Exercise brief — Could you reproduce the data below line for line without the pictures?

(Entries for locating named objects)
'''

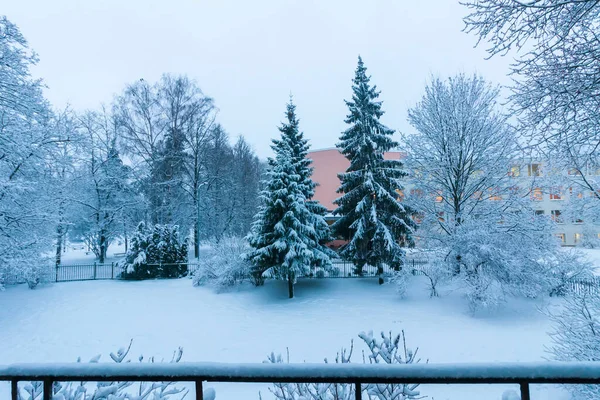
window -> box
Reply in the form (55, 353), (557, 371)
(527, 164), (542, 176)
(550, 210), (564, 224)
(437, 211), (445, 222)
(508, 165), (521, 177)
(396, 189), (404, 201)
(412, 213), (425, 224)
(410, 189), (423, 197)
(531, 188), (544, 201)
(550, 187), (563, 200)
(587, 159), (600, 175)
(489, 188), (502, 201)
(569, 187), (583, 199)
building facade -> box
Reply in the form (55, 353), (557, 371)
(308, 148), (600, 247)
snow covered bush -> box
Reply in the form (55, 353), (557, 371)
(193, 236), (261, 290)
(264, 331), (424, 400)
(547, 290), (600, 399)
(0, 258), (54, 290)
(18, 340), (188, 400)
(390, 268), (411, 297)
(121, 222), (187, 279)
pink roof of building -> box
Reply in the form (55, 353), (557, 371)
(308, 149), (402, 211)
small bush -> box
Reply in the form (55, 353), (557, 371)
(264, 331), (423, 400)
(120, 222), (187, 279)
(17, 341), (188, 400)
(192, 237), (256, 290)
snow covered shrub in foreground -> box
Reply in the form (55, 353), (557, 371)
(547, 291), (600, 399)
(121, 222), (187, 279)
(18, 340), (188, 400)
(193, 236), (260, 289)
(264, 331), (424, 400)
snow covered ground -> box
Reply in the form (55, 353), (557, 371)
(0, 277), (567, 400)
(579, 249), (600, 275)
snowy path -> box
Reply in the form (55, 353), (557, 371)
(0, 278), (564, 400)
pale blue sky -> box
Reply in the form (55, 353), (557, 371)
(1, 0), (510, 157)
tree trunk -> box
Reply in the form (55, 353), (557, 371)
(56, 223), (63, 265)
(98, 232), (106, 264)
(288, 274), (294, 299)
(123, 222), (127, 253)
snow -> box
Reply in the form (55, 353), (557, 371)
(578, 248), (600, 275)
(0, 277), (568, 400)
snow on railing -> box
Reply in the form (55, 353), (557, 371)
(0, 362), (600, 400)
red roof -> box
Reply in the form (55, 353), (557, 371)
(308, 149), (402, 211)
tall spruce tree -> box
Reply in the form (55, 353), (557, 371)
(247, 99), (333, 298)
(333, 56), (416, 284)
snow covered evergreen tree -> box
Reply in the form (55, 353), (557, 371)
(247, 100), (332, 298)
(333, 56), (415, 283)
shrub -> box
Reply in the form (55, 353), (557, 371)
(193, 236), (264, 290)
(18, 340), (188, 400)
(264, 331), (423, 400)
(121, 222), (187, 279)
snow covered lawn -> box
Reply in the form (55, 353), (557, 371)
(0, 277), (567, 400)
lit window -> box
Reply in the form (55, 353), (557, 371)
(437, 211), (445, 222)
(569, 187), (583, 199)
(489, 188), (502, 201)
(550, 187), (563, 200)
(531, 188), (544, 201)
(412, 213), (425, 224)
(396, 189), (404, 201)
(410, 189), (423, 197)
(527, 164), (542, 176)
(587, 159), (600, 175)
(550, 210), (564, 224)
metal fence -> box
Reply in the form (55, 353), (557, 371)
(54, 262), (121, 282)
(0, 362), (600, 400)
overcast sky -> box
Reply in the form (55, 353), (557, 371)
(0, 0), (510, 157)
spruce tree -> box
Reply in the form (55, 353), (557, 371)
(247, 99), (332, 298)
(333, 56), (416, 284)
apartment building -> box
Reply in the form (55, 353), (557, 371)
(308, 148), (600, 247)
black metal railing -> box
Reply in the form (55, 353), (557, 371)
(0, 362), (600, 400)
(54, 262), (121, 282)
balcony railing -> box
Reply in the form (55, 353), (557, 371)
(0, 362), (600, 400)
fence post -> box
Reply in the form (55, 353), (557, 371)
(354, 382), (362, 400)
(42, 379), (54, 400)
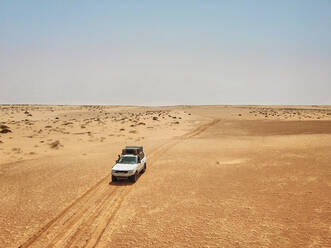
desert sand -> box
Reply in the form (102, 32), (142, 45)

'''

Task answer —
window -> box
Reply in the form (55, 353), (557, 371)
(527, 164), (542, 176)
(550, 210), (564, 224)
(437, 211), (445, 222)
(508, 165), (521, 177)
(396, 189), (404, 201)
(412, 213), (425, 224)
(410, 189), (423, 197)
(531, 188), (544, 201)
(550, 187), (563, 200)
(587, 159), (600, 175)
(489, 188), (502, 201)
(569, 187), (583, 199)
building facade -> box
Reply in the form (55, 353), (557, 371)
(308, 148), (600, 247)
snow covered bush -> box
Reply in the form (55, 353), (557, 371)
(193, 236), (261, 290)
(264, 331), (424, 400)
(547, 290), (600, 399)
(0, 258), (54, 290)
(18, 340), (188, 400)
(390, 268), (411, 297)
(121, 222), (187, 279)
pink roof of building -> box
Reply in the form (55, 353), (557, 371)
(308, 149), (402, 211)
small bush -> box
Reply in the form (55, 353), (557, 371)
(264, 331), (423, 400)
(120, 222), (187, 279)
(17, 341), (188, 400)
(192, 237), (256, 290)
snow covered shrub in foreground -> box
Reply in the form (55, 353), (557, 371)
(547, 291), (600, 399)
(121, 222), (187, 279)
(18, 340), (188, 400)
(193, 236), (260, 289)
(264, 331), (424, 400)
snow covered ground -> box
Reply in the form (55, 353), (557, 371)
(0, 277), (567, 400)
(579, 249), (600, 275)
snowy path -> box
Reply in the form (55, 353), (557, 371)
(0, 278), (564, 400)
pale blue sky -> box
Reply in the form (55, 353), (557, 371)
(1, 0), (510, 157)
tree trunk -> box
Reply in the form (55, 353), (557, 371)
(56, 223), (63, 265)
(98, 232), (106, 264)
(288, 274), (294, 299)
(123, 222), (127, 253)
snow -> box
Reply in the form (55, 353), (557, 371)
(578, 248), (600, 275)
(0, 277), (568, 400)
snow on railing -> box
Reply in the form (55, 353), (557, 371)
(0, 362), (600, 400)
red roof -> box
Reply in the form (55, 353), (557, 371)
(308, 149), (402, 211)
tall spruce tree -> box
Reply in the form (55, 353), (557, 371)
(247, 99), (333, 298)
(333, 56), (416, 284)
snow covered evergreen tree -> box
Reply in the form (55, 353), (557, 371)
(247, 100), (332, 298)
(333, 56), (415, 283)
shrub -> box
Reply in the form (55, 353), (557, 371)
(193, 236), (264, 290)
(18, 340), (188, 400)
(264, 331), (423, 400)
(121, 222), (187, 279)
snow covered lawn -> box
Reply in the form (55, 353), (557, 371)
(0, 277), (567, 400)
lit window -> box
Reply in the form (55, 353), (557, 371)
(437, 211), (445, 222)
(569, 187), (583, 199)
(489, 188), (502, 201)
(550, 187), (563, 200)
(531, 188), (544, 201)
(412, 213), (425, 224)
(396, 189), (404, 201)
(410, 189), (423, 197)
(527, 164), (542, 176)
(587, 159), (600, 175)
(550, 210), (564, 224)
metal fence -> box
Reply in the form (55, 353), (557, 371)
(54, 262), (121, 282)
(0, 362), (600, 400)
overcast sky -> box
Reply in the form (55, 353), (557, 371)
(0, 0), (510, 157)
spruce tree -> box
Reply in the form (55, 353), (557, 371)
(247, 99), (332, 298)
(333, 56), (416, 284)
apartment building -> box
Reply in the form (55, 353), (557, 371)
(308, 148), (600, 247)
black metal railing -> box
Reply in the form (55, 353), (557, 371)
(0, 362), (600, 400)
(54, 262), (121, 282)
balcony railing -> box
Reply in the form (55, 353), (557, 371)
(0, 362), (600, 400)
fence post -> box
Reply in the form (55, 353), (557, 371)
(354, 382), (362, 400)
(42, 379), (54, 400)
desert sand -> box
Reply in the form (102, 32), (142, 45)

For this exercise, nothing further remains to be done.